Of the entries that follow, how many lines hold the word "this"? Reply with the number only.
(Data for analysis begins)
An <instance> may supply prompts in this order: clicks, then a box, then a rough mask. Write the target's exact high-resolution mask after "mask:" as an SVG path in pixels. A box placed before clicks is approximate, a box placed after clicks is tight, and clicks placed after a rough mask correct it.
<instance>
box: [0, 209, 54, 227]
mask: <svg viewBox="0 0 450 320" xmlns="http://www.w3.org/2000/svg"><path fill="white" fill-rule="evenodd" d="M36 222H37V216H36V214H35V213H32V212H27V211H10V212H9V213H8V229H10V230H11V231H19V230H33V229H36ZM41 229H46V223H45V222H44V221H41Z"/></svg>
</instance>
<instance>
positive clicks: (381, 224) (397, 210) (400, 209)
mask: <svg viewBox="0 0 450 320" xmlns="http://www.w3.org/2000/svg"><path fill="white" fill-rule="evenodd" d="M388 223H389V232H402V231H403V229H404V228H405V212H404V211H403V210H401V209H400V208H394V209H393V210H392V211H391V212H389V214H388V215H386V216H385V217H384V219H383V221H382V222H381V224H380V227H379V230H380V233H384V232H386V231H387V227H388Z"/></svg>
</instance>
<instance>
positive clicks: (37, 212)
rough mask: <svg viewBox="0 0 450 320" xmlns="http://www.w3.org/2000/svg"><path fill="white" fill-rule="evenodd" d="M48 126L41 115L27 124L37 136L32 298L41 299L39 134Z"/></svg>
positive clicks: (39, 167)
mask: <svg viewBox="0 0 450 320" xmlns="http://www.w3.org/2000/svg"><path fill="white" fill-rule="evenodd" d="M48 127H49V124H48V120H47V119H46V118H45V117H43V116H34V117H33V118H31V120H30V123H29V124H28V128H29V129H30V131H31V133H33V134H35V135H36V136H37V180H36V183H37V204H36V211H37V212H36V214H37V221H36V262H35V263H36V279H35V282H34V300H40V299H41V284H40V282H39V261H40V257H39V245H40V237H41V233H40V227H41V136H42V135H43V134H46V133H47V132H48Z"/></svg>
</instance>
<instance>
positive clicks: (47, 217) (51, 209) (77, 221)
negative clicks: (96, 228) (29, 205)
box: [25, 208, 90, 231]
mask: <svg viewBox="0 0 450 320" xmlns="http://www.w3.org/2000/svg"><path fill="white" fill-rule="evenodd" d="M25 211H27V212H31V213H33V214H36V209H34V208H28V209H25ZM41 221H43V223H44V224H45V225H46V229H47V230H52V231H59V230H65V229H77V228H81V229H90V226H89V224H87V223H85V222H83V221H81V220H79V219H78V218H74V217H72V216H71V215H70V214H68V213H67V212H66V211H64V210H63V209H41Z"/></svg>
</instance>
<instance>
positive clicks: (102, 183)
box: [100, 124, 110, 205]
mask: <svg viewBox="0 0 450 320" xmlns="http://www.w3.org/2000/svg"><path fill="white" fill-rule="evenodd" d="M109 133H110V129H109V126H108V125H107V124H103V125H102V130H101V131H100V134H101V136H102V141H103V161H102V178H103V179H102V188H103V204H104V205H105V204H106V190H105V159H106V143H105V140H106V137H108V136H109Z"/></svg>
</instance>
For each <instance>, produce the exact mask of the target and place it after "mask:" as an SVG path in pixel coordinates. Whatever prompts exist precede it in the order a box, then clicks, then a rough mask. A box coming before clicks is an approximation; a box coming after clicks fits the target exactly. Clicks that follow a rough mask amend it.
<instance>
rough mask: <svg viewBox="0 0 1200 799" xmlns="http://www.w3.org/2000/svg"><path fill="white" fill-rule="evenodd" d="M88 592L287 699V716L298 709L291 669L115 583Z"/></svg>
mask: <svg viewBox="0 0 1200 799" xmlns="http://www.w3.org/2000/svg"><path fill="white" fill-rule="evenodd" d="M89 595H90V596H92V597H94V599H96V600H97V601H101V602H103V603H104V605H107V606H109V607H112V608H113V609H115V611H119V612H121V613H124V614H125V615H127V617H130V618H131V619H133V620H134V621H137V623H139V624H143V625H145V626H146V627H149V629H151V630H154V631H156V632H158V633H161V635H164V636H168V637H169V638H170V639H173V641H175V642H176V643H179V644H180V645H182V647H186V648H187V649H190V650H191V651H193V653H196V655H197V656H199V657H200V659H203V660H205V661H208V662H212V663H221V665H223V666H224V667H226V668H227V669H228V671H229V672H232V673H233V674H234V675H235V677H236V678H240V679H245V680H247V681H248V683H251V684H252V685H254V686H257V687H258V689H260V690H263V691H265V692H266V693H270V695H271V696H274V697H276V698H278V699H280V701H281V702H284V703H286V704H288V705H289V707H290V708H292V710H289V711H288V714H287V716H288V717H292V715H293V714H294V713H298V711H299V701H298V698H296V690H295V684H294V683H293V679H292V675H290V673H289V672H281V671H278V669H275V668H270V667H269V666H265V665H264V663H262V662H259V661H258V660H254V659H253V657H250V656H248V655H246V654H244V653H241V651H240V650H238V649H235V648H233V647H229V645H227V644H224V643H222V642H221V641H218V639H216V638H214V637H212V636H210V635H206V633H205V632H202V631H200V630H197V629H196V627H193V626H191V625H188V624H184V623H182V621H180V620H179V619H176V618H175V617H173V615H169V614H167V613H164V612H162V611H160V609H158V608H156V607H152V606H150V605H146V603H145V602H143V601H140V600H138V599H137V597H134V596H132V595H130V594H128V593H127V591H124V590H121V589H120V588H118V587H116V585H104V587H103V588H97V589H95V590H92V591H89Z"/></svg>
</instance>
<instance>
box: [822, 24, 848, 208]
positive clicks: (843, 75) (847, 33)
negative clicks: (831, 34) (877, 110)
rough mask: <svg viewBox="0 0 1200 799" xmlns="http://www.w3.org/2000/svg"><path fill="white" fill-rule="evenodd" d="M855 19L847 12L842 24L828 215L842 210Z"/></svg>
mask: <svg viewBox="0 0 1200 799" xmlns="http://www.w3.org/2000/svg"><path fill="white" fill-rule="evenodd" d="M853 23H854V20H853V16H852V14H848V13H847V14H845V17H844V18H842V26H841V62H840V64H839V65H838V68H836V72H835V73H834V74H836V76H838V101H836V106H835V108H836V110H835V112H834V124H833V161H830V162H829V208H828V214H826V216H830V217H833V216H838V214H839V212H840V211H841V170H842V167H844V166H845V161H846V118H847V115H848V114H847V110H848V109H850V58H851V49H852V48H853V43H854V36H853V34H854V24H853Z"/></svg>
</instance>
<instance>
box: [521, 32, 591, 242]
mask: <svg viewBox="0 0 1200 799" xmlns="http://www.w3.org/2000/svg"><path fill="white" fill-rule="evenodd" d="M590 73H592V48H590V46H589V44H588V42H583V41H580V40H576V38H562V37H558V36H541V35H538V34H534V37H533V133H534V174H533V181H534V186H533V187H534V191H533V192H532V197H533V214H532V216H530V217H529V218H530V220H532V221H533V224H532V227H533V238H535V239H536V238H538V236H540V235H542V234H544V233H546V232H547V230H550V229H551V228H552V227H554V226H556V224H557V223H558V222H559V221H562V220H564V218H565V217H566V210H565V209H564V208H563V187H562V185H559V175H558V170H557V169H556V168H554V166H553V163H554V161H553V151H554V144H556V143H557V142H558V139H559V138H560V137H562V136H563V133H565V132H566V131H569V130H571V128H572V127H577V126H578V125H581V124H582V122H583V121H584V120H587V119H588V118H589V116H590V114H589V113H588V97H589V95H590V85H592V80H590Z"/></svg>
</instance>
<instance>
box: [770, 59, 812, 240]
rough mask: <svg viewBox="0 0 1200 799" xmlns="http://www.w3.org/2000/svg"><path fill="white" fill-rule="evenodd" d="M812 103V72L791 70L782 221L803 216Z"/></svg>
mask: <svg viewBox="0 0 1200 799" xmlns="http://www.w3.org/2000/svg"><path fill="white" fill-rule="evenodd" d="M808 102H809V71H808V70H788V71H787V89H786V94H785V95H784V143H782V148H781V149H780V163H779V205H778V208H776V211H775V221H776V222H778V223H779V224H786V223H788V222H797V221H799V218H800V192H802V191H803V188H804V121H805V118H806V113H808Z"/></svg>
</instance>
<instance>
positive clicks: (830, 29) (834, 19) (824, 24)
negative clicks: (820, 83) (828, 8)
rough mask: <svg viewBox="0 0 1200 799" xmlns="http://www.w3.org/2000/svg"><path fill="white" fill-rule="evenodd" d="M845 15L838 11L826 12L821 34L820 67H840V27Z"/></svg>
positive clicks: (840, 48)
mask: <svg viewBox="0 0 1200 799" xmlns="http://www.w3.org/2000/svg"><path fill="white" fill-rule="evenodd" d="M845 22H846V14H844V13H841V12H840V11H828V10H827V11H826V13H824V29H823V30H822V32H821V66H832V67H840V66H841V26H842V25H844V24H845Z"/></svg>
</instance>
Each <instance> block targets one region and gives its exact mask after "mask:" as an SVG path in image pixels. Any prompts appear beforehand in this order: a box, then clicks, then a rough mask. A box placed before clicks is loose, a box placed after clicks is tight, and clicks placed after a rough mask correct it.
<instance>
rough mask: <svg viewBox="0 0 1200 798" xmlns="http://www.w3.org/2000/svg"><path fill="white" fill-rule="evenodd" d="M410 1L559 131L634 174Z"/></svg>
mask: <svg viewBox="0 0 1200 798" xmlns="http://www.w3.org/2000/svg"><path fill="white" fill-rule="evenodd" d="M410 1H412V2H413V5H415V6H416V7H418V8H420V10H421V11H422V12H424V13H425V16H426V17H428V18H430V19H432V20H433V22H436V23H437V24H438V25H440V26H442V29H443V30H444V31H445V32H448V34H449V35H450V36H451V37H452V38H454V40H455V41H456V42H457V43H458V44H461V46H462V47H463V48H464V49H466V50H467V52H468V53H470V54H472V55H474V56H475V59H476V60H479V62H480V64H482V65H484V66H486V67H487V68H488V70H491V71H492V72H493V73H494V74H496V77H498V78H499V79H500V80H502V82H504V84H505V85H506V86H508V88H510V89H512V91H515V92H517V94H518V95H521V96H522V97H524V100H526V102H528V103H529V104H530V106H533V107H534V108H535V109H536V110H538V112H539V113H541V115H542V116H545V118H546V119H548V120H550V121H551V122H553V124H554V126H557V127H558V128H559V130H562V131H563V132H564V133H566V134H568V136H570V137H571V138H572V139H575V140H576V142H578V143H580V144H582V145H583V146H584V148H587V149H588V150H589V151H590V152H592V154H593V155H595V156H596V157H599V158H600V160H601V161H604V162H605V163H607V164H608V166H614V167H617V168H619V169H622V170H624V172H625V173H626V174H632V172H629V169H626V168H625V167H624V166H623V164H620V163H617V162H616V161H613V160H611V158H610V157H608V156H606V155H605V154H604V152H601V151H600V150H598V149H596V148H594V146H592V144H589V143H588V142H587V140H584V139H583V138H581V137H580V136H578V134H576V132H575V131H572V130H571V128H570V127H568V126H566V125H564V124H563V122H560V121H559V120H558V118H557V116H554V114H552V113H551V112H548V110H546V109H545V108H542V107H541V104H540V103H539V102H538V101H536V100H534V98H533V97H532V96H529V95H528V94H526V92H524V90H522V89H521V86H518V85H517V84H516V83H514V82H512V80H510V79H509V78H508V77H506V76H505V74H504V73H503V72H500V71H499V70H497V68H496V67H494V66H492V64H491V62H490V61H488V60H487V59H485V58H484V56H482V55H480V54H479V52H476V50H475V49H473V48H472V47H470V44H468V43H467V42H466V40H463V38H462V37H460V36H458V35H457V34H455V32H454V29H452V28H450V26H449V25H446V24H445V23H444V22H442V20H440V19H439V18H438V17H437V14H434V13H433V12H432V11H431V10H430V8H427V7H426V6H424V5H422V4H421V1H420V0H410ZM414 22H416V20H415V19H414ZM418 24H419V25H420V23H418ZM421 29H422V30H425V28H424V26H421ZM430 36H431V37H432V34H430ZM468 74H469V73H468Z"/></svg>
(Data for analysis ends)
▶ _Exercise response_
2